■ **AIM OF THE EXERCISE**
Return each entry exactly, omitting nothing.

■ **SUPPLIED MATERIAL**
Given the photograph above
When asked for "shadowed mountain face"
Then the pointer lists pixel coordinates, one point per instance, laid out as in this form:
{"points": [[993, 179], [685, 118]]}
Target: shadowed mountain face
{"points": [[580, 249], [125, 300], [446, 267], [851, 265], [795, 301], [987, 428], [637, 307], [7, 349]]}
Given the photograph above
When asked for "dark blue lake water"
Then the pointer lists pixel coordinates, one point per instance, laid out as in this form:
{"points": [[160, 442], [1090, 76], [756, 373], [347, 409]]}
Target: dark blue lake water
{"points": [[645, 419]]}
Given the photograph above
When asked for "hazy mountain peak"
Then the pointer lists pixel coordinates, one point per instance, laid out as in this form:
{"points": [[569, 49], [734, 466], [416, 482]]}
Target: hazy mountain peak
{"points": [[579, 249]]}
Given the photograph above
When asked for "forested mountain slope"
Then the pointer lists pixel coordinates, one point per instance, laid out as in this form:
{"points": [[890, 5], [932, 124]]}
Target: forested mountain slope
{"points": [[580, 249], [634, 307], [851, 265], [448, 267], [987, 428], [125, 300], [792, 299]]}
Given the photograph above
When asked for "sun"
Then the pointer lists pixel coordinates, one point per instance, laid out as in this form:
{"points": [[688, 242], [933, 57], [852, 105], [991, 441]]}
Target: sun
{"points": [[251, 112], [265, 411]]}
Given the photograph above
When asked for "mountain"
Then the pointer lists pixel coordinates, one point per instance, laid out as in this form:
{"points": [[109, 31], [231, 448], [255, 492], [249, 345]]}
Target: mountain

■ **COMPLETE OUTPUT**
Given the photograph above
When asked for "shadowed mountain face"
Then the pointer lists pixel coordinates, one point per instance, laid out as in this form:
{"points": [[993, 179], [685, 118]]}
Target: shadowed mountain face
{"points": [[580, 249], [125, 300], [446, 267], [851, 265], [795, 301], [987, 428], [637, 307], [7, 349]]}
Given the photograph above
When asked for "dark blue lake water"
Then the pointer lists pixel coordinates, one point per instance, laid out as in this form:
{"points": [[160, 442], [1090, 76], [756, 373], [347, 409]]}
Target: dark blue lake water
{"points": [[645, 419]]}
Given the photograph above
When asked for "hazy mountain peak"
Then the pointer lists pixel coordinates, one point per instance, laid out as in this form:
{"points": [[569, 49], [734, 466], [416, 482]]}
Target: hazy mountain peak
{"points": [[579, 249]]}
Given the photograph above
When asked for "forested mountain slope"
Then the pointer lists pixel coordinates, one point per instance, laid out as in this form:
{"points": [[890, 5], [932, 124]]}
Target: forested mountain slope
{"points": [[580, 249], [634, 307], [851, 265], [448, 267], [987, 428], [125, 300], [792, 299]]}
Given the photograph above
When asked for "sun"
Then the pointer lists pixel coordinates, one point per instance, laid out as in this form:
{"points": [[688, 242], [933, 57], [852, 105], [991, 441]]}
Target: sun
{"points": [[251, 112], [265, 411]]}
Given the photograph above
When asked for "mountain"
Then the pointer lists pixel coordinates, one point per instance, laid out as in this form:
{"points": [[109, 31], [231, 448], [255, 492], [249, 345]]}
Target: mountain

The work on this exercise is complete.